▸ Exercise 1:
Can you output the passage of the transfer-market article below word for word, starting at "So far, Liverpool" and ending at "of Ribery’s arrival."?

▸ Excerpted passage:
So far in this off-season, we have seen the likes of Real Madrid and Manchester City hog the headlines in their transfer activities. Real Madrid raised the bar in shattering the world transfer fee, not once, but twice in a span of two weeks! Manchester City continue to flex their transfer muscles with signings of Carlos Tevez, Gareth Barry and Roque Santa Cruz allied to the continued rumours regarding Bruno Alves, Adebayor (unsigned at the time of writing) and John Terry all purportedly set to join the club. With increasing financial pressure on the “big 4” to maintain their status quo with the Champions League revenue not only providing financial incentives, but also crucial revenue streams the big 4 have come to rely on, the temptation to dip into the transfer market can overwhelm the most stingiest of managers. With the ever-present threat of big spending Manchester City looming in the rear mirror, Arsenal fans must surely be questioning why Wenger is not being pro-active.
So far, Liverpool have splashed out on Glen Johnson, in the process writing off the £7m Portsmouth had owed them (according to widespread media reports) in the Peter Crouch transfer, Manchester United have only restricted themselves to a shrewd low risk free agent signing in Michael Owen and the £16m transfer of Antonio Valencia and £3m gamble on Gabriel Obertan despite the sale of Ronaldo for £80m and departure of Carlos Tevez. Chelsea have splashed out in their usual but comparatively reserved fashion in the signings of Daniel Sturridge, Ross Turnbull and Yuri Zhirkov with continued rumours of Ribery’s arrival.
What of Arsenal?
Wenger has so far proved himself to be one of the better managers in the league at managing his “company’s” finances. As in the real world, he has balanced the books in impressive fashion despite media and fan pressure that comes with the job. His economic background has led to a cautious and pragmatic style that has seen spectacular results. Evidence of which is his handling and development of Nicolas Anelka and the likely spectacular profits of Adebayor. But in the here and now, he has been accused of being too cautious by some sections of the Arsenal support. Why?

▸ Provided records:
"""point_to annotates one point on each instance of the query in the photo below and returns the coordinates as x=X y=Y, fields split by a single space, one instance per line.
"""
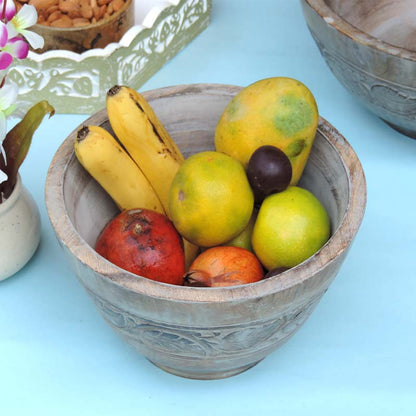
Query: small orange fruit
x=224 y=266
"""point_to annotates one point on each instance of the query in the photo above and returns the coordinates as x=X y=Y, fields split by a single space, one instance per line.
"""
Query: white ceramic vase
x=19 y=230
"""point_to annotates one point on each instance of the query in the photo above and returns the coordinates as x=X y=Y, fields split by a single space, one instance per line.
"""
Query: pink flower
x=10 y=9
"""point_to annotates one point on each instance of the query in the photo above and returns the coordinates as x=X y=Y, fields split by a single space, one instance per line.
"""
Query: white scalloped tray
x=77 y=83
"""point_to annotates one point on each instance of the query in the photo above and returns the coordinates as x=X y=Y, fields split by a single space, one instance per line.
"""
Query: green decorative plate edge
x=77 y=84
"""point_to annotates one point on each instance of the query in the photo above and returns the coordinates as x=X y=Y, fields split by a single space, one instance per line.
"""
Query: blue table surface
x=356 y=353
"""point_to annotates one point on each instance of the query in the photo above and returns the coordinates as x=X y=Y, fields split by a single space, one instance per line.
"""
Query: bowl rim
x=339 y=241
x=128 y=4
x=351 y=31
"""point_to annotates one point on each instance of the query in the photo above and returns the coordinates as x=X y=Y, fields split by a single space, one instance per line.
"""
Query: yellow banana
x=149 y=144
x=144 y=137
x=110 y=165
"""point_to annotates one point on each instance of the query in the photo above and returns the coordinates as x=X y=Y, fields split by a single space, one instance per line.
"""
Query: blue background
x=356 y=353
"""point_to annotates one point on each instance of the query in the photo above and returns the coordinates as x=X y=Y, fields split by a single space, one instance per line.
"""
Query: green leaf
x=18 y=141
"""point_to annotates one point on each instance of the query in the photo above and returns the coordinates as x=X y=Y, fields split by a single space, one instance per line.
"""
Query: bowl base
x=205 y=375
x=407 y=132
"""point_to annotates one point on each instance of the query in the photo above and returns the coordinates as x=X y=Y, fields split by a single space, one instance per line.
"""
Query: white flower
x=26 y=17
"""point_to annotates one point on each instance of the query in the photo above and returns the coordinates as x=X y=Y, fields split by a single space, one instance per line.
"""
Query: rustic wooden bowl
x=81 y=39
x=203 y=333
x=370 y=46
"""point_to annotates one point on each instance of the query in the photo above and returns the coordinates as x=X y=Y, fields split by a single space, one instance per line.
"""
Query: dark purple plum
x=269 y=171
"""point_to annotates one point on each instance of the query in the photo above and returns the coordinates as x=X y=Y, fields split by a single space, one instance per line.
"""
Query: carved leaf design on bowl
x=205 y=342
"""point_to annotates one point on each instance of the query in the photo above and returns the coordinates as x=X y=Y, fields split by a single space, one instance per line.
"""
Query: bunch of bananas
x=137 y=166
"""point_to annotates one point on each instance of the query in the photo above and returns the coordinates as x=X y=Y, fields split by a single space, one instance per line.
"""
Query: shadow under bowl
x=203 y=333
x=370 y=46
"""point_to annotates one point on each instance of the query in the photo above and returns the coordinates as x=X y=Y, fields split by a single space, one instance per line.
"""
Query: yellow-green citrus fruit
x=276 y=111
x=243 y=239
x=291 y=226
x=210 y=199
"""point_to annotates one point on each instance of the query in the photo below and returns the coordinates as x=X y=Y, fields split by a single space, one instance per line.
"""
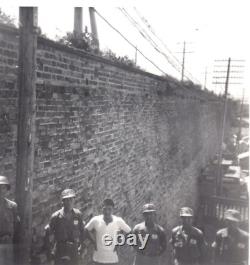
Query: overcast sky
x=212 y=29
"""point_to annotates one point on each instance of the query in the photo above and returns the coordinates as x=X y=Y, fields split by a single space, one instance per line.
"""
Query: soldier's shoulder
x=175 y=229
x=56 y=214
x=77 y=212
x=11 y=204
x=160 y=228
x=243 y=233
x=221 y=231
x=140 y=226
x=197 y=231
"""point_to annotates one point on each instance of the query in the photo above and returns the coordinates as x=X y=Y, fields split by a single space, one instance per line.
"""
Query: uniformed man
x=187 y=241
x=67 y=227
x=155 y=236
x=231 y=243
x=9 y=222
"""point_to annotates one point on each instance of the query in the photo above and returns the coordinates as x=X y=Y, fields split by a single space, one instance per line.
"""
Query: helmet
x=4 y=181
x=232 y=215
x=148 y=208
x=68 y=193
x=186 y=211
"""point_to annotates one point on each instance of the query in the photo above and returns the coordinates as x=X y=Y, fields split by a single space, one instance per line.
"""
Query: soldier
x=155 y=236
x=187 y=241
x=231 y=243
x=9 y=222
x=106 y=226
x=67 y=228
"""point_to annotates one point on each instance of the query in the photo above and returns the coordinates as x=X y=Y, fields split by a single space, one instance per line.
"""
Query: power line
x=145 y=21
x=116 y=30
x=146 y=36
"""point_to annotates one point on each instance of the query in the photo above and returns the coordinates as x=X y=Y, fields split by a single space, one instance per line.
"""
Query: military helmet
x=232 y=215
x=68 y=193
x=148 y=208
x=4 y=181
x=186 y=211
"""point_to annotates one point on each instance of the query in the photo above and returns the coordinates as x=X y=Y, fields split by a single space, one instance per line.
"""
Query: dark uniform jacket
x=68 y=234
x=188 y=245
x=156 y=243
x=231 y=247
x=9 y=222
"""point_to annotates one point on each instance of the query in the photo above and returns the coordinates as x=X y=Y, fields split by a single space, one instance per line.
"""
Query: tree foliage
x=6 y=19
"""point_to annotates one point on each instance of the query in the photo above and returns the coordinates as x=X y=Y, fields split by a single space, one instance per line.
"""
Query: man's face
x=187 y=220
x=149 y=217
x=68 y=203
x=232 y=224
x=3 y=190
x=107 y=210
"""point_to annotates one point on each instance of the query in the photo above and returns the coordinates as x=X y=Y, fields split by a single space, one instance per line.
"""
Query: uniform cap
x=4 y=181
x=232 y=215
x=148 y=208
x=68 y=193
x=186 y=211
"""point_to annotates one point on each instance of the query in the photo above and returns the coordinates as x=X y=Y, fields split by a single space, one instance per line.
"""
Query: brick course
x=107 y=130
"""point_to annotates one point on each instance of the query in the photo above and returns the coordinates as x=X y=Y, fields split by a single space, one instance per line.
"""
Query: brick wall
x=107 y=130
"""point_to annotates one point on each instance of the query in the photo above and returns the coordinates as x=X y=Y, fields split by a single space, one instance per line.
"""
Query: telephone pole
x=136 y=52
x=183 y=61
x=26 y=128
x=184 y=52
x=219 y=176
x=205 y=79
x=240 y=125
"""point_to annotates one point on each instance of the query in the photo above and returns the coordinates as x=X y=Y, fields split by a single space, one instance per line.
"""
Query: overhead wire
x=145 y=21
x=116 y=30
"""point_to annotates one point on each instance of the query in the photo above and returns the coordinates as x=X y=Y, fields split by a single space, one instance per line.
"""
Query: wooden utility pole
x=78 y=21
x=183 y=61
x=136 y=52
x=240 y=125
x=219 y=175
x=205 y=79
x=26 y=127
x=93 y=26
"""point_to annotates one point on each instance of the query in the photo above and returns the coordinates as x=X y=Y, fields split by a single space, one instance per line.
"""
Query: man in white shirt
x=105 y=228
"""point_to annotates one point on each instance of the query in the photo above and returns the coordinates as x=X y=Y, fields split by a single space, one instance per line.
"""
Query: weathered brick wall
x=107 y=131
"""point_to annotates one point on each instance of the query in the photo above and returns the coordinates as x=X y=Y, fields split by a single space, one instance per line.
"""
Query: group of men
x=66 y=233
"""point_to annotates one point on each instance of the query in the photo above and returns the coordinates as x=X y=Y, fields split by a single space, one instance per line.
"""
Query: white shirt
x=104 y=253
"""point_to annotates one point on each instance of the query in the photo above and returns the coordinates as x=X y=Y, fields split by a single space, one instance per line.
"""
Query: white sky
x=213 y=29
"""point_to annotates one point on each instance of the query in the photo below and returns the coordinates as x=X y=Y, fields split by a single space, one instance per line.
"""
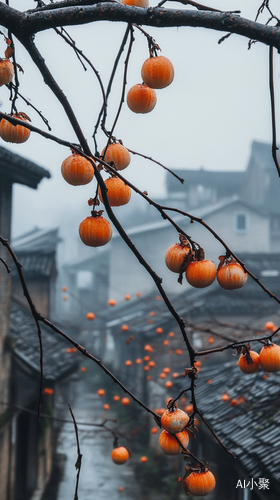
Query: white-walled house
x=243 y=228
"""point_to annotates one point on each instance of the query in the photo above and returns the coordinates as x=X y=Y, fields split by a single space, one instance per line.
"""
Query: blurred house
x=251 y=429
x=241 y=207
x=26 y=444
x=13 y=169
x=257 y=186
x=36 y=251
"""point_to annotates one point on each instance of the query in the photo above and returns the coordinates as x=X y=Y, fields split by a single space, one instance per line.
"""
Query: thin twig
x=272 y=101
x=104 y=106
x=8 y=269
x=31 y=105
x=158 y=163
x=124 y=82
x=78 y=463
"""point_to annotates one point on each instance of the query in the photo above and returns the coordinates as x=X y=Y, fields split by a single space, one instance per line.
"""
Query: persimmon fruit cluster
x=6 y=71
x=77 y=170
x=95 y=231
x=16 y=134
x=120 y=455
x=157 y=72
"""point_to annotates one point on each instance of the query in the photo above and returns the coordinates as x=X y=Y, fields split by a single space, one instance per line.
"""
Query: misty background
x=218 y=103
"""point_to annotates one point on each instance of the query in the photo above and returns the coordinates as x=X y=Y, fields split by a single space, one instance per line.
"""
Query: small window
x=241 y=223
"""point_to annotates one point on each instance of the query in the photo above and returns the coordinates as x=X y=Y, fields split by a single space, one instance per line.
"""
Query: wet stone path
x=99 y=476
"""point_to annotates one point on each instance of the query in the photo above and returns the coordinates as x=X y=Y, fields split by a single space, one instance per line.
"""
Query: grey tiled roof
x=57 y=363
x=250 y=430
x=36 y=264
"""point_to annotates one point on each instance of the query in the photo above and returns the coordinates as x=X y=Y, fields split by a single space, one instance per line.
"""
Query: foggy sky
x=217 y=104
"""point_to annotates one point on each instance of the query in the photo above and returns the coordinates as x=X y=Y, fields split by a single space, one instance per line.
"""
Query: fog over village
x=212 y=129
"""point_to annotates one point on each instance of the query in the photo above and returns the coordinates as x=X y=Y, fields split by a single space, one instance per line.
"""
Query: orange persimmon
x=120 y=455
x=95 y=231
x=231 y=275
x=174 y=421
x=169 y=443
x=175 y=256
x=157 y=72
x=270 y=358
x=117 y=154
x=77 y=170
x=141 y=98
x=6 y=71
x=14 y=133
x=201 y=273
x=118 y=192
x=200 y=483
x=249 y=365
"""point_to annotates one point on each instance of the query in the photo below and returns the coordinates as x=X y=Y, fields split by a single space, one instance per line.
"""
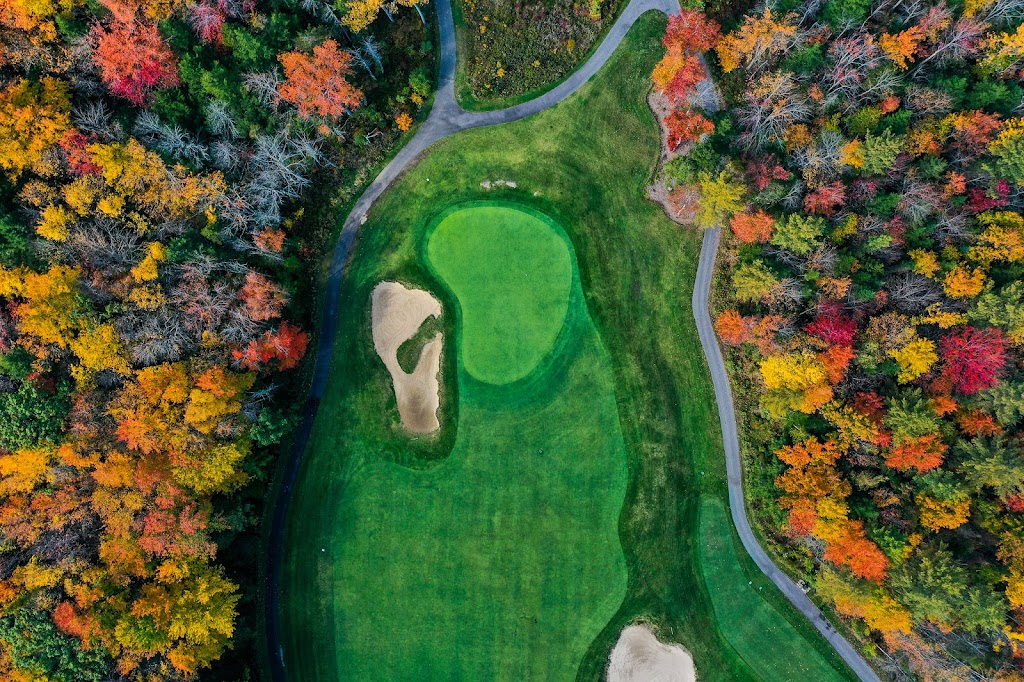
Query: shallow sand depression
x=397 y=313
x=638 y=656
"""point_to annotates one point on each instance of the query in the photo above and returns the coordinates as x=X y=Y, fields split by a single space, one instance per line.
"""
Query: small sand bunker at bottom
x=397 y=313
x=638 y=656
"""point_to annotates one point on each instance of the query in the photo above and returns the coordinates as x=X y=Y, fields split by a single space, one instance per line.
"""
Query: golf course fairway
x=560 y=501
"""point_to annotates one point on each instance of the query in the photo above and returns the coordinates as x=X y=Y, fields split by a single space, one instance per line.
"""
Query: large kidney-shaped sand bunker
x=638 y=656
x=512 y=274
x=502 y=561
x=397 y=314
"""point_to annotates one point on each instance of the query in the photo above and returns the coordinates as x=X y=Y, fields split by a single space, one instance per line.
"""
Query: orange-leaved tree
x=316 y=84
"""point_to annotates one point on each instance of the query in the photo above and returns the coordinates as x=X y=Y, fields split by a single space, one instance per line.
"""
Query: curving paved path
x=727 y=416
x=446 y=118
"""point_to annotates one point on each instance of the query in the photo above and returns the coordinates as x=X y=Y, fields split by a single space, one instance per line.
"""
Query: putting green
x=744 y=616
x=503 y=561
x=511 y=273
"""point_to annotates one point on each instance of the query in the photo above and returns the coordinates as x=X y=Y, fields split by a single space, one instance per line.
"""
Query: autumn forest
x=868 y=172
x=155 y=303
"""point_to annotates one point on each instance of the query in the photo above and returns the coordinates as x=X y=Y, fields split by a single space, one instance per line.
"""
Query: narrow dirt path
x=448 y=118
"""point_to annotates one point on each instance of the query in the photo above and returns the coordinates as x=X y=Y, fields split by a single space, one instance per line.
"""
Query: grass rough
x=585 y=163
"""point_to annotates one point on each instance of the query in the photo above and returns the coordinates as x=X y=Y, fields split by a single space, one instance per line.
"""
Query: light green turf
x=441 y=551
x=506 y=552
x=743 y=615
x=511 y=273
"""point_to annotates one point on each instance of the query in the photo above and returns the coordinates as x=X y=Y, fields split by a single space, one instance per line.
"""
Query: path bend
x=448 y=118
x=734 y=470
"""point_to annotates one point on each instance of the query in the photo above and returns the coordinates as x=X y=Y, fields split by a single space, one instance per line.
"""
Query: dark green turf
x=586 y=164
x=743 y=615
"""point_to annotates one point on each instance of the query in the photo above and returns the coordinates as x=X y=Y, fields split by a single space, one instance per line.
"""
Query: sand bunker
x=638 y=656
x=397 y=314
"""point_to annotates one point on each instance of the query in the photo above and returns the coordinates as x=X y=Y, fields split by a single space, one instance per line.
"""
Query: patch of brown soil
x=397 y=313
x=638 y=656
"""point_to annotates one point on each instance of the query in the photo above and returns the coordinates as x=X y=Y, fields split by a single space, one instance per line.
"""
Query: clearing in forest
x=558 y=503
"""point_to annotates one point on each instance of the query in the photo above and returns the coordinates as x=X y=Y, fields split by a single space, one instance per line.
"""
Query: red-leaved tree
x=133 y=60
x=832 y=326
x=316 y=85
x=685 y=126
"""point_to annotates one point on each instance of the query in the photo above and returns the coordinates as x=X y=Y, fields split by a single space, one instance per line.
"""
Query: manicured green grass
x=586 y=164
x=512 y=275
x=741 y=612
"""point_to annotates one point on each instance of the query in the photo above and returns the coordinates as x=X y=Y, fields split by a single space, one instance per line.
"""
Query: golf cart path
x=446 y=118
x=727 y=417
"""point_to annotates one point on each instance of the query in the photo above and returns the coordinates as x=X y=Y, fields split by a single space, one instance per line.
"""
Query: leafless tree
x=264 y=87
x=1003 y=13
x=224 y=155
x=93 y=118
x=912 y=293
x=172 y=140
x=774 y=103
x=850 y=60
x=156 y=336
x=373 y=51
x=107 y=245
x=219 y=120
x=361 y=59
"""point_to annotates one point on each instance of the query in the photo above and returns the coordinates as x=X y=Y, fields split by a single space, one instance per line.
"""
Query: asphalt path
x=727 y=417
x=448 y=118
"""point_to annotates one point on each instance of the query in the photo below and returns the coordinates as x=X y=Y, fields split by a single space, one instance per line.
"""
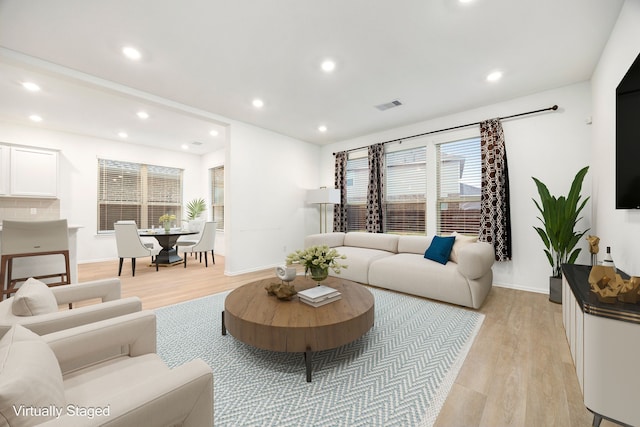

▸ Exercise 2:
Would you gather every line of the entries above that contains the string "flower"?

▸ Exercise result 1:
So far, Liverpool have splashed out on Glen Johnson, in the process writing off the £7m Portsmouth had owed them (according to widespread media reports) in the Peter Crouch transfer, Manchester United have only restricted themselves to a shrewd low risk free agent signing in Michael Owen and the £16m transfer of Antonio Valencia and £3m gamble on Gabriel Obertan despite the sale of Ronaldo for £80m and departure of Carlos Tevez. Chelsea have splashed out in their usual but comparatively reserved fashion in the signings of Daniel Sturridge, Ross Turnbull and Yuri Zhirkov with continued rumours of Ribery’s arrival.

▸ Exercise result 2:
Query: pink flower
Query: white flower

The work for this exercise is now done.